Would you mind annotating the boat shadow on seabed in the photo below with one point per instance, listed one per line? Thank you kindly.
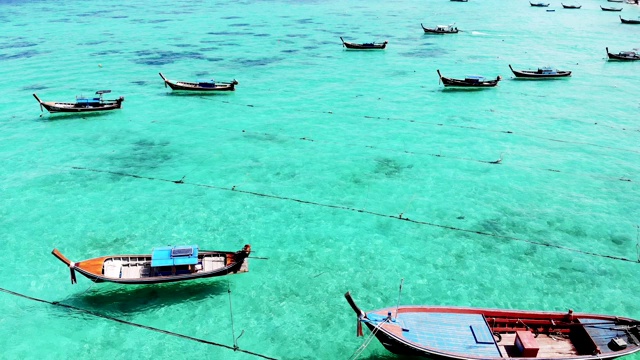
(114, 300)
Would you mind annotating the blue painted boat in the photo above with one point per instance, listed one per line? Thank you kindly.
(164, 264)
(540, 73)
(457, 333)
(82, 104)
(208, 85)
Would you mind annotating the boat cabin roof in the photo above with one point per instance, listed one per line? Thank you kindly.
(174, 255)
(547, 70)
(475, 78)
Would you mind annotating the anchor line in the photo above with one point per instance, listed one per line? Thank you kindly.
(125, 322)
(363, 211)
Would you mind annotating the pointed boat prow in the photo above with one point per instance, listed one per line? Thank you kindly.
(39, 101)
(163, 78)
(69, 263)
(61, 257)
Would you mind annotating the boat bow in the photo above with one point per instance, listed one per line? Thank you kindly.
(360, 313)
(69, 263)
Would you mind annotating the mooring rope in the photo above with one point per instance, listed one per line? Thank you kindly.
(367, 341)
(166, 332)
(363, 211)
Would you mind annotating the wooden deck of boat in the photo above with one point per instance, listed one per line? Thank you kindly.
(469, 335)
(550, 346)
(465, 334)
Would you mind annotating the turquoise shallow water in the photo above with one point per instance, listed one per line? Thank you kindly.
(340, 143)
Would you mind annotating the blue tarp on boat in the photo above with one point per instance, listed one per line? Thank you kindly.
(174, 255)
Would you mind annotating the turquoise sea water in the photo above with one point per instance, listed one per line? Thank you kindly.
(325, 149)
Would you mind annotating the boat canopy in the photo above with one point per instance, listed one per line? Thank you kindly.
(174, 255)
(474, 78)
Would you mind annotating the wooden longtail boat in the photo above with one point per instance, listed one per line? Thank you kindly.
(364, 46)
(629, 21)
(204, 85)
(82, 104)
(538, 4)
(461, 333)
(164, 264)
(541, 73)
(623, 55)
(470, 82)
(440, 29)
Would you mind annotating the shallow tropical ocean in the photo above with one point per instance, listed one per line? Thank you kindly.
(348, 170)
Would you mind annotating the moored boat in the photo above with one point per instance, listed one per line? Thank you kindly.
(364, 46)
(629, 21)
(200, 85)
(82, 104)
(441, 29)
(469, 82)
(456, 333)
(164, 264)
(541, 73)
(623, 55)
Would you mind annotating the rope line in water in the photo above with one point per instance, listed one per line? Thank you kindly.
(166, 332)
(363, 211)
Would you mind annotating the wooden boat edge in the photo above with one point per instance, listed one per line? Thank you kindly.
(95, 277)
(400, 345)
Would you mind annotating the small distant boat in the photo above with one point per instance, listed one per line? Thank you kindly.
(82, 104)
(457, 333)
(541, 73)
(201, 85)
(364, 46)
(469, 82)
(624, 55)
(441, 29)
(629, 21)
(539, 4)
(164, 264)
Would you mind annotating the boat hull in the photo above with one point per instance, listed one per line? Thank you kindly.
(629, 21)
(372, 46)
(60, 107)
(622, 57)
(531, 74)
(94, 269)
(195, 87)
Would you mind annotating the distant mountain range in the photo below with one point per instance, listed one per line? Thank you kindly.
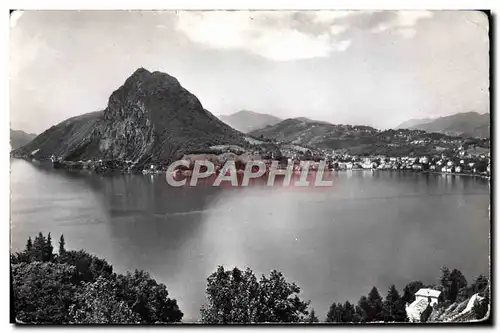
(247, 121)
(20, 138)
(470, 124)
(307, 132)
(150, 118)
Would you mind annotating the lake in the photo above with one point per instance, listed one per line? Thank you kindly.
(371, 228)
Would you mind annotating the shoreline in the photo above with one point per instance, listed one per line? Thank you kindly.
(147, 172)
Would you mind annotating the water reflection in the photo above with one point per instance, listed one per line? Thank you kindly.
(369, 228)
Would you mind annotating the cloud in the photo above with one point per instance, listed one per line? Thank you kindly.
(402, 23)
(14, 17)
(277, 35)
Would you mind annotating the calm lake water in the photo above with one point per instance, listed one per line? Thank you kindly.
(368, 229)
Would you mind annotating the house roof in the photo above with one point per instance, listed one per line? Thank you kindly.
(428, 292)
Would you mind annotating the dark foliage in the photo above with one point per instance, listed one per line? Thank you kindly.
(78, 287)
(237, 297)
(43, 292)
(147, 298)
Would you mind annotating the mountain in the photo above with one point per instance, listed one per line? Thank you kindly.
(150, 118)
(311, 133)
(414, 122)
(247, 121)
(19, 138)
(470, 124)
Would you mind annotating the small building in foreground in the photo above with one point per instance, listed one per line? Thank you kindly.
(424, 298)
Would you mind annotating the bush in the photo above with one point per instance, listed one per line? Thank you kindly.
(237, 297)
(96, 303)
(43, 292)
(147, 298)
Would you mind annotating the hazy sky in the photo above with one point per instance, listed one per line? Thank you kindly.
(373, 68)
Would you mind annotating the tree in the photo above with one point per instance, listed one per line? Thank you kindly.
(409, 291)
(481, 307)
(312, 318)
(88, 266)
(394, 308)
(29, 245)
(458, 282)
(43, 292)
(445, 283)
(39, 248)
(237, 297)
(96, 303)
(147, 298)
(62, 250)
(48, 249)
(372, 306)
(335, 313)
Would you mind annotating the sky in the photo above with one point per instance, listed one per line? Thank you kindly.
(376, 68)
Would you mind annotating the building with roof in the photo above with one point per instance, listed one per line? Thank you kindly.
(424, 298)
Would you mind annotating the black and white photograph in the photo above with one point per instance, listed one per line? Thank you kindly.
(312, 167)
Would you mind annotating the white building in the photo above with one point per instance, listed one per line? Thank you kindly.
(423, 298)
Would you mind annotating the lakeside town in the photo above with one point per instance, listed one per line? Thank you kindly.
(462, 160)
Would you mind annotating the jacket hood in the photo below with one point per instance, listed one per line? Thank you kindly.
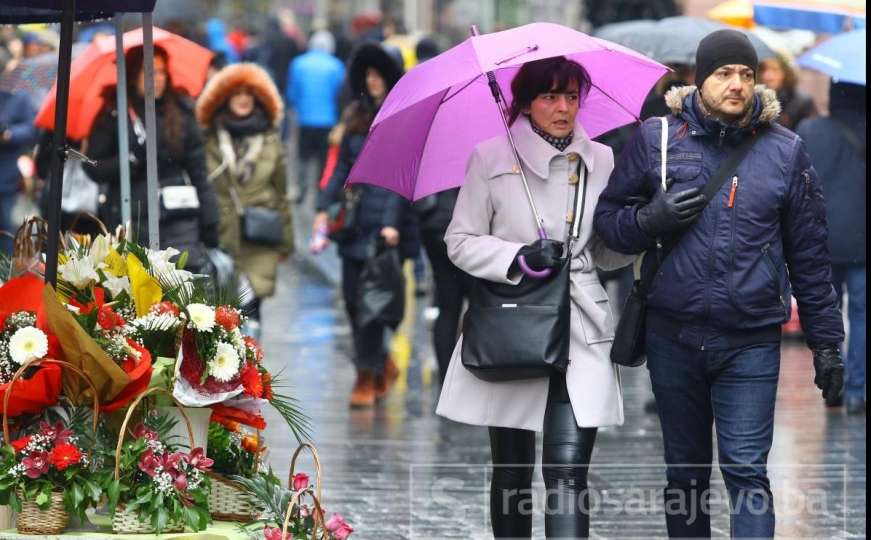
(372, 55)
(219, 88)
(676, 100)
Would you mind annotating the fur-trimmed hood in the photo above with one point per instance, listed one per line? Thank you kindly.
(676, 97)
(219, 88)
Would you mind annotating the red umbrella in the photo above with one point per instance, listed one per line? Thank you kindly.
(94, 70)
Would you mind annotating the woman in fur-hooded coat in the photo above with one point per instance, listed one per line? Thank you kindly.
(240, 110)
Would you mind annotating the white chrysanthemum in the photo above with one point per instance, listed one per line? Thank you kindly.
(225, 366)
(117, 284)
(202, 316)
(28, 343)
(78, 272)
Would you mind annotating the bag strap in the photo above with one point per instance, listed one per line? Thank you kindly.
(715, 182)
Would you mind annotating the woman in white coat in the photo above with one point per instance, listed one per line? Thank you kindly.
(491, 227)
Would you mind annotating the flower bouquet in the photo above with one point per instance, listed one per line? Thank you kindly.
(22, 338)
(234, 453)
(286, 514)
(157, 487)
(45, 475)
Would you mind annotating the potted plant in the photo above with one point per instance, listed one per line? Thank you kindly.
(157, 487)
(235, 453)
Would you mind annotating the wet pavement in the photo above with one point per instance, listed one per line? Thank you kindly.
(398, 471)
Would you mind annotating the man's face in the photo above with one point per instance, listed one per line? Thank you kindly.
(728, 92)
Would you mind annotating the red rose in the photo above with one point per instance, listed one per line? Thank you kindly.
(166, 307)
(108, 319)
(227, 317)
(63, 455)
(21, 444)
(251, 380)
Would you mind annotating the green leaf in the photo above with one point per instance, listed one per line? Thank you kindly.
(113, 491)
(159, 519)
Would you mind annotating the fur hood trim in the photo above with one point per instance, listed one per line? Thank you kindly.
(771, 108)
(221, 86)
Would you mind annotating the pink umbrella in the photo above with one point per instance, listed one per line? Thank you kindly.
(439, 111)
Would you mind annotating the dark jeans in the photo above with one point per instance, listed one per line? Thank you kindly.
(7, 202)
(853, 276)
(312, 154)
(735, 391)
(565, 461)
(370, 350)
(451, 288)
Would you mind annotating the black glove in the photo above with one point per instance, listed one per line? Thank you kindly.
(829, 368)
(542, 254)
(669, 212)
(209, 236)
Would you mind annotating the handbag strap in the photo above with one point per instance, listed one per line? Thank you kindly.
(715, 182)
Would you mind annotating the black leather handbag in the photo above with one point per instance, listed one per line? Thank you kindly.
(522, 332)
(629, 348)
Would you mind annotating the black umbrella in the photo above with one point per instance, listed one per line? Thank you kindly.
(67, 12)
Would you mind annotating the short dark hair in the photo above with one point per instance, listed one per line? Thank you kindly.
(546, 75)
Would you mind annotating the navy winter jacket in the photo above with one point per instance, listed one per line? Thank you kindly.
(735, 267)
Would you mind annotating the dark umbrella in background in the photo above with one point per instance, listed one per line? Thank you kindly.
(35, 76)
(67, 12)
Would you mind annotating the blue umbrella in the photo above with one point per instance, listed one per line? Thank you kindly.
(842, 57)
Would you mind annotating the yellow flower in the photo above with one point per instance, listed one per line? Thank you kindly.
(146, 290)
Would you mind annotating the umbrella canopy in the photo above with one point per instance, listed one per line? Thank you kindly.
(26, 11)
(672, 40)
(95, 69)
(439, 111)
(734, 13)
(825, 16)
(842, 57)
(35, 76)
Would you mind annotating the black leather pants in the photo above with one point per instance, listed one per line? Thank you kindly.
(565, 461)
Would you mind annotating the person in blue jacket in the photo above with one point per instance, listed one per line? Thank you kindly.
(717, 302)
(837, 145)
(17, 134)
(313, 84)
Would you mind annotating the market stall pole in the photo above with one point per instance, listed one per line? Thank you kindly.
(123, 136)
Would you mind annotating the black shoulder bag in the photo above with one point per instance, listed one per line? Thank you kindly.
(523, 331)
(629, 348)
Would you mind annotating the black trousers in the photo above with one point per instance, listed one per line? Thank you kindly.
(451, 287)
(565, 461)
(370, 349)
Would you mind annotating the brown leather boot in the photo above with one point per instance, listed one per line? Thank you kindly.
(385, 381)
(363, 393)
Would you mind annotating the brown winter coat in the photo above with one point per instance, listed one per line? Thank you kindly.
(265, 185)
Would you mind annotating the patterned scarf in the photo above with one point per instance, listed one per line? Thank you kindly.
(560, 143)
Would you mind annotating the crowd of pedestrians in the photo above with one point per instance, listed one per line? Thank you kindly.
(788, 223)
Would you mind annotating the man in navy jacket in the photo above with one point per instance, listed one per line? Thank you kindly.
(717, 302)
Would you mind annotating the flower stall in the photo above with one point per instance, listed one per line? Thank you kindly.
(172, 439)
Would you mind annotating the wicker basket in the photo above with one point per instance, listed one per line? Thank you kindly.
(123, 520)
(319, 530)
(32, 519)
(228, 502)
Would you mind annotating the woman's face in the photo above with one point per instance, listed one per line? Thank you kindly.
(241, 103)
(160, 77)
(375, 85)
(555, 112)
(771, 73)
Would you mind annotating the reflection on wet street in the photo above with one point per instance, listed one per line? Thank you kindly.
(398, 471)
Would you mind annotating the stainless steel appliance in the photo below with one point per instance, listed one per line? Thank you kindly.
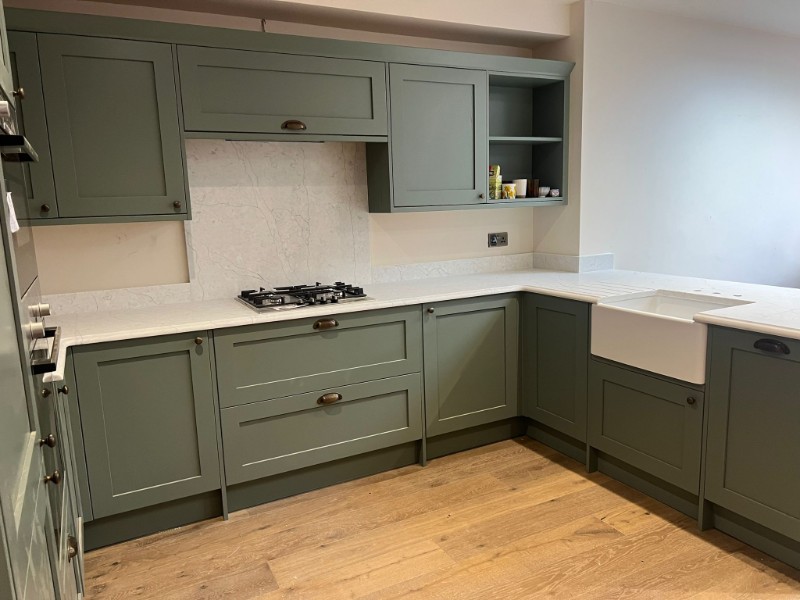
(296, 296)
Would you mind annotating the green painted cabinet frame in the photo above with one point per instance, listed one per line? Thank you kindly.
(36, 197)
(148, 420)
(555, 363)
(471, 354)
(260, 92)
(439, 133)
(649, 422)
(753, 447)
(112, 115)
(285, 434)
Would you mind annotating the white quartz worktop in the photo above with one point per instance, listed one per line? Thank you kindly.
(773, 310)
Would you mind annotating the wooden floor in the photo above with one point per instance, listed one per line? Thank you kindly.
(510, 520)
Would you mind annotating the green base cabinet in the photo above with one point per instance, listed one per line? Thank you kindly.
(284, 434)
(148, 420)
(555, 363)
(471, 354)
(753, 448)
(650, 423)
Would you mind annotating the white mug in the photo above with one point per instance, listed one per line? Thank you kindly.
(522, 187)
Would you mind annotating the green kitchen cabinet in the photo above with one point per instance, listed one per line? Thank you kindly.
(148, 420)
(238, 91)
(438, 137)
(293, 432)
(31, 184)
(274, 360)
(112, 118)
(753, 447)
(555, 363)
(471, 354)
(649, 422)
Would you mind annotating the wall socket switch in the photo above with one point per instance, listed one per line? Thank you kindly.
(498, 239)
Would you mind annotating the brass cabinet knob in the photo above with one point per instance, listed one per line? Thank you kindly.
(55, 478)
(49, 441)
(293, 125)
(323, 324)
(329, 398)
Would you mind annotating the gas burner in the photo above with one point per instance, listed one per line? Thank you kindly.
(295, 296)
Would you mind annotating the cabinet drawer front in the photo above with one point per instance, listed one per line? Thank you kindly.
(283, 359)
(471, 360)
(149, 427)
(112, 116)
(753, 449)
(256, 92)
(647, 422)
(284, 434)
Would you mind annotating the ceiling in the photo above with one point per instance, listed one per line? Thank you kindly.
(777, 16)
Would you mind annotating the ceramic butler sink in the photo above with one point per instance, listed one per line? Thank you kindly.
(656, 331)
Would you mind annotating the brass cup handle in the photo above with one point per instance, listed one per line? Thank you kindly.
(55, 478)
(294, 125)
(72, 548)
(329, 398)
(324, 324)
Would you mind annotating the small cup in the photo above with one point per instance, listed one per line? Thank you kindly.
(509, 191)
(522, 187)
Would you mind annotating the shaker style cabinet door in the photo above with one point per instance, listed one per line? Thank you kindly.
(112, 114)
(439, 136)
(31, 184)
(262, 92)
(471, 362)
(753, 448)
(148, 420)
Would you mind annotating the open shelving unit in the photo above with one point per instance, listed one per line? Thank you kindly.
(527, 125)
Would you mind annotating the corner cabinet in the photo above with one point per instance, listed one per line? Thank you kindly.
(471, 362)
(753, 447)
(148, 420)
(439, 129)
(555, 363)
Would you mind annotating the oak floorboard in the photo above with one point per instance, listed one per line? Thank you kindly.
(509, 520)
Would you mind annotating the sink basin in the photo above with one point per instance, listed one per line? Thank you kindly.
(656, 331)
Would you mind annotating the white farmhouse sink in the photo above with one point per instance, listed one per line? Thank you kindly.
(655, 331)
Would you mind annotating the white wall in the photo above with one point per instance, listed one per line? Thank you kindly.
(690, 139)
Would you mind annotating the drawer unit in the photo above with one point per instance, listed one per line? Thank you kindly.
(284, 434)
(262, 92)
(650, 423)
(267, 361)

----------------------------------------

● **Given task**
Offset each coordinate by -67 and write out again every line of the records, from the line containing "Would you mind annotating the sink" through the final line, with all other text left unchanged.

● **Task result**
Would you mind annotating the sink basin in the photo above with one point per instance, listed one per line? Thank you kindly.
(589, 264)
Would you mind annotating the white farmhouse sink in the photo above with one point per instance, listed one per line? Thank you kindly.
(588, 264)
Would you mind annotating the white wall in the photo above with one point per instance, listed one per line? Thank you kindly.
(623, 72)
Would you mind annotating the drawer unit in the photo above with one point per instance, listed one per line? Thank you kindly.
(217, 367)
(195, 25)
(583, 356)
(200, 294)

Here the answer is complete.